### [Required action]
Once the pictures are removed, reproduce what is left of the data below exactly.

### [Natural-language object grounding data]
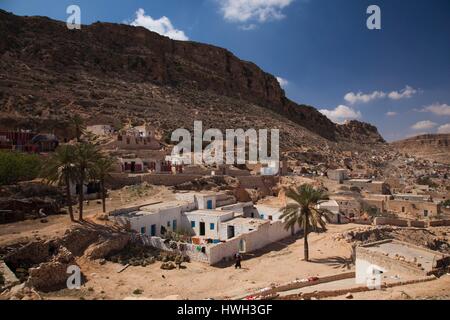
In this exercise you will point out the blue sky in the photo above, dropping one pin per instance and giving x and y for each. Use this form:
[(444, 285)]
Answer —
[(397, 78)]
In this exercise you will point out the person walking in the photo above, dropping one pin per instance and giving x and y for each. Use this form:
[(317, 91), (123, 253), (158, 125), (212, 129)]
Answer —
[(238, 259)]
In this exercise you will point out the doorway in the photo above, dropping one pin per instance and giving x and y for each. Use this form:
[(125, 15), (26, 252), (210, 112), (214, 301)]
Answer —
[(202, 228), (242, 246), (230, 232)]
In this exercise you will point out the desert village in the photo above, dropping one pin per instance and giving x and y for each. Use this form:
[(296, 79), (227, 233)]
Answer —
[(173, 230)]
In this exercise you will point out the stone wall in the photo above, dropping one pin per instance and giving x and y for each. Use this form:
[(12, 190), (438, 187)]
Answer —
[(191, 250)]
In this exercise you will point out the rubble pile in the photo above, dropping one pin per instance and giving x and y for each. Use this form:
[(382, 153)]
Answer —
[(138, 255), (212, 183), (434, 239), (23, 201), (43, 264)]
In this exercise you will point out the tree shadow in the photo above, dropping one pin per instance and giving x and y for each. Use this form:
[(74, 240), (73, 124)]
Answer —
[(336, 262), (273, 247)]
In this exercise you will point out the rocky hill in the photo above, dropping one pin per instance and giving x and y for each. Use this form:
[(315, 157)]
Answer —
[(110, 72), (435, 147)]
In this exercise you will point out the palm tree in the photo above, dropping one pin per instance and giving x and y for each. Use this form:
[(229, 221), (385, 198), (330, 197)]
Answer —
[(78, 124), (61, 169), (86, 155), (103, 166), (304, 212)]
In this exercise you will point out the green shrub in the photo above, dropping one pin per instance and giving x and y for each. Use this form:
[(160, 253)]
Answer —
[(16, 167)]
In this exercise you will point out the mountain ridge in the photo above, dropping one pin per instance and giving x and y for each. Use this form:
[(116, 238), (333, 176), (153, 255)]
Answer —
[(135, 54)]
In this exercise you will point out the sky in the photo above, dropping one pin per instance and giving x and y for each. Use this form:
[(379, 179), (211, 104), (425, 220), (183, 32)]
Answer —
[(322, 52)]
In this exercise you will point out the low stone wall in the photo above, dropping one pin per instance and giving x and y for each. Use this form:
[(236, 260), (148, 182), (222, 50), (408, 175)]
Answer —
[(188, 249), (340, 292), (381, 221), (439, 223), (252, 241), (119, 180), (293, 285)]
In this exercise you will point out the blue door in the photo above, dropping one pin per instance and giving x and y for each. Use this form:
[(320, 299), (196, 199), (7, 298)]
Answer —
[(174, 225)]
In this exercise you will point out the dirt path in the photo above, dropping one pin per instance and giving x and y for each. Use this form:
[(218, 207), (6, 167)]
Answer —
[(437, 289), (24, 231), (279, 263)]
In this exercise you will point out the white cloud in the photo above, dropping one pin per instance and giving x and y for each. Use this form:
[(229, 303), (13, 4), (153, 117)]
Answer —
[(445, 128), (283, 82), (341, 113), (424, 125), (163, 26), (248, 27), (353, 98), (256, 10), (438, 109), (406, 93)]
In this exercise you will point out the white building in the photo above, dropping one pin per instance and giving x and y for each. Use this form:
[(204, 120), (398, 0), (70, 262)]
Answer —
[(332, 211), (100, 129)]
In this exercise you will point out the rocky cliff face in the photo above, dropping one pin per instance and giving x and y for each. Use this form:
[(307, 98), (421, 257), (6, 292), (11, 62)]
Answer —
[(430, 146), (45, 50)]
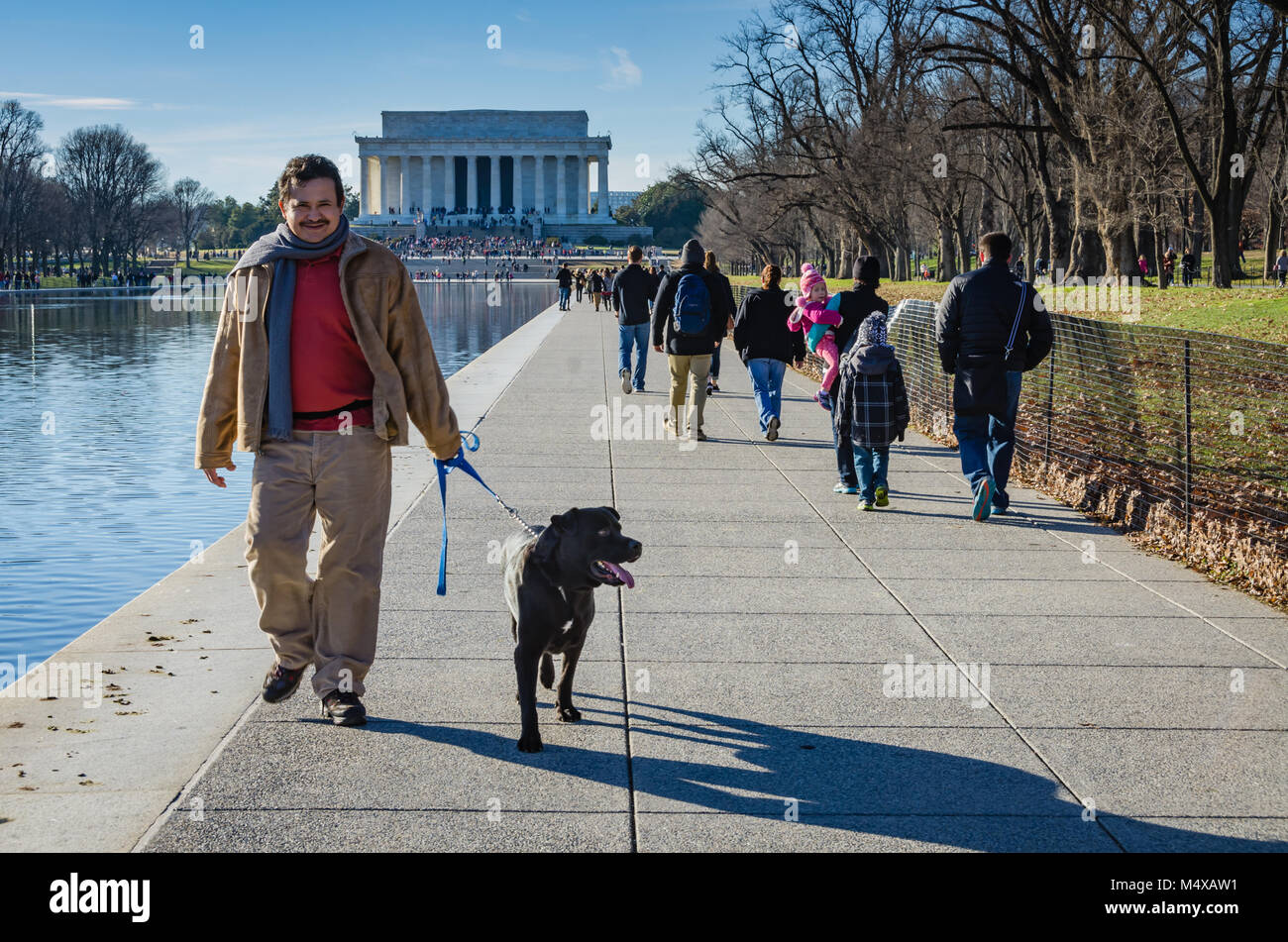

### [Written solution]
In this exercise you will point out the blue sky in the photo above, dropping one pin per instance and giving x and y for each. Use this form:
[(444, 285)]
Answer —
[(397, 78)]
In this exercise you will point out the person walking in the photo above, dropping one pin per instance and giving x and y for each. Use this form:
[(317, 91), (123, 253), (158, 125), (212, 129)]
Answer —
[(238, 259)]
In this exercise you will point out the doorway in the photo above, dropping one pin per instance and giving x and y for each. Use this form:
[(125, 15), (26, 252), (210, 112), (214, 301)]
Answer —
[(202, 228), (242, 246), (230, 232)]
In this exercise you will point out the desert village in the photo above, dropping one pin per instance and giving x and y for each. Use this form:
[(296, 79), (227, 233)]
Answer —
[(173, 230)]
In this exercise you will point out the stone wall in the photo above, dropping one pin per instance and giving x and y for each. Use this form:
[(12, 190), (438, 187)]
Answer —
[(191, 250)]
In this exercise you will point out the rubble pile in the photo above, dropping one pin per instance and giving x and y for each. Use this form:
[(382, 153)]
Answer —
[(138, 255), (212, 183), (434, 239), (23, 201), (43, 264)]
In this exercise you will point out the tree shadow in the photo above, dropping one pin per instance and giving x and y for each. Use this form:
[(74, 240), (73, 124)]
Answer —
[(336, 262), (273, 247)]
In this exercise you will point out the rocky hill in the photo above, dropping one pin per instance and giving x and y for each. Use this form:
[(315, 157)]
Answer —
[(110, 72), (435, 147)]
In this exercise you will point out the palm tree in the photo above, dropping one pin per instance and giving x and y for each. Use this form:
[(229, 221), (385, 198), (330, 197)]
Answer —
[(78, 124), (61, 169), (86, 155), (103, 166), (304, 212)]
In this exercise you will point out the green shrub in the photo above, dropping one pin per instance and giving x and y for each. Use this form:
[(160, 253)]
Answer —
[(16, 167)]
In this exercise you will point out the mountain ridge in the photo above, dropping one pin per instance and giving x and y for each. Use this form:
[(116, 238), (333, 176), (153, 255)]
Answer —
[(135, 54)]
In this exercise you will point out the sky in the photo above, dropping one pin per instance and giving x and y for each. Use this form:
[(379, 179), (211, 104), (425, 220), (183, 32)]
Answer —
[(322, 52)]
In this exercise you will point out the low stone wall in the photo above, dropping one pin per instance and giving x and y for each. Use this form:
[(236, 260), (148, 182), (222, 50), (408, 175)]
Answer —
[(188, 249), (340, 292), (381, 221), (439, 223), (252, 241), (119, 180), (293, 285)]
In this exercise you will point out the blue door in the photo above, dropping one pin per instance and giving x and y for each. Use this form:
[(320, 299), (196, 199), (7, 298)]
Answer —
[(174, 225)]
In this exercise you will point out the dirt path in the photo above, dropping one pin per instance and giving x and y for each. Use this form:
[(218, 207), (6, 167)]
Answer —
[(437, 289), (24, 231), (279, 263)]
In this exercise you will point out the white cloud in the photo above, dropping one pin per instance and giving x and y for each. Use this form:
[(229, 303), (13, 4), (153, 117)]
Answer —
[(445, 128), (283, 82), (341, 113), (424, 125), (163, 26), (248, 27), (353, 98), (256, 10), (438, 109), (406, 93)]
In this exercise you will point out the white building in the photo above, dropping one pin per instance and giving x and y for each. Use this form:
[(204, 120), (398, 0), (70, 262)]
Answer —
[(332, 211), (100, 129)]
In this exercise you will point out the rocky cliff face in the photo above, dropping one pin per instance and giving x and y for each. Use this form:
[(307, 98), (421, 257), (6, 292), (11, 62)]
Answer —
[(430, 146), (45, 50)]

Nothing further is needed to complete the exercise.